> _Assigned task 1_: From the text on the swastika and the dance, pull out the words from "XIV. Religious Import" to "Teil 1, p. 277.", copied word for word.
> _Assigned task 2_:
Using the text on the swastika and the dance, answer these:
(a) Whose work gives a full discussion of the swastika, and what is it called?
(b) Among whom did Cushing find almost precisely the same thing?
(c) In the quotation from Wundt, to what are all other forms of art subordinate?

XIII. The Swastika and Primitive Cross-Symbols
The swastika, a symbol in the form of a Greek Cross with the end of the arms bent at right angles all in the same direction, and each prolonged to the height of the parallel arm of the cross. Full discussion of the swastika is found in Mrs. Zelia Nuttall’s “Old and New World Civilizations.” She finds these symbols universally accompanied by vestiges of a certain set of cosmical concepts and a scheme of organization which can be traced back to an original pole-star worship. The calendar swastika or cross of ancient Mexico gives absolute proof of native association with ideas of rotary motion and progress of time, and furnishes an indication that it may have been used by primitive races as a sign for a year or a cycle. Cushing found almost precisely the same thing among the Zuñi priesthood.
XIV. Religious Import of the Dance
“Not the epic song, but the dance, accompanied by a monotonous and often meaningless song constitutes everywhere the most primitive, and in spite of that primitiveness, the most highly developed art. Whether as a ritual dance, or as a purely emotional expression of the joy in rhythmic bodily movement, it rules the life of primitive man to such a degree that all other forms of art are subordinate to it.”—Wundt, Völker Psychologie, 3rd ed. Bd. 1 Teil 1, p. 277.

> _Material shown_:

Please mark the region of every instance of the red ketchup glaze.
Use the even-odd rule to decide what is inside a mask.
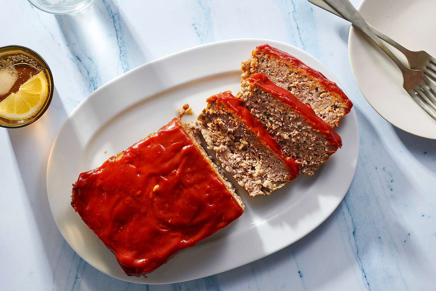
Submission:
[[[336,83],[327,79],[321,72],[313,69],[295,57],[290,55],[286,51],[281,51],[278,48],[270,46],[268,44],[262,45],[256,47],[256,51],[265,55],[274,55],[279,58],[289,62],[296,67],[306,71],[313,79],[324,85],[327,91],[334,92],[341,96],[348,105],[348,108],[345,111],[345,114],[347,114],[350,113],[351,107],[353,107],[353,103],[351,100],[348,99],[344,91],[338,87]]]
[[[265,90],[296,111],[315,130],[322,134],[327,142],[336,149],[342,146],[342,141],[339,135],[321,117],[317,115],[310,105],[299,100],[287,90],[277,86],[264,75],[258,73],[247,79],[250,83]]]
[[[72,205],[129,276],[150,273],[243,210],[174,118],[82,173]]]
[[[213,102],[216,100],[217,108],[225,106],[231,112],[237,115],[244,125],[256,134],[258,137],[269,147],[279,157],[283,160],[289,168],[292,179],[296,178],[300,173],[300,164],[291,157],[286,157],[283,154],[282,149],[277,144],[276,139],[273,138],[257,120],[249,110],[243,107],[242,100],[236,98],[229,91],[215,95],[208,99],[208,102]]]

> _Reply 1_:
XIV. Religious Import of the Dance
“Not the epic song, but the dance, accompanied by a monotonous and often meaningless song constitutes everywhere the most primitive, and in spite of that primitiveness, the most highly developed art. Whether as a ritual dance, or as a purely emotional expression of the joy in rhythmic bodily movement, it rules the life of primitive man to such a degree that all other forms of art are subordinate to it.”—Wundt, Völker Psychologie, 3rd ed. Bd. 1 Teil 1, p. 277.

> _Reply 2_:
(a) Mrs. Zelia Nuttall's "Old and New World Civilizations."
(b) The Zuñi priesthood.
(c) The dance.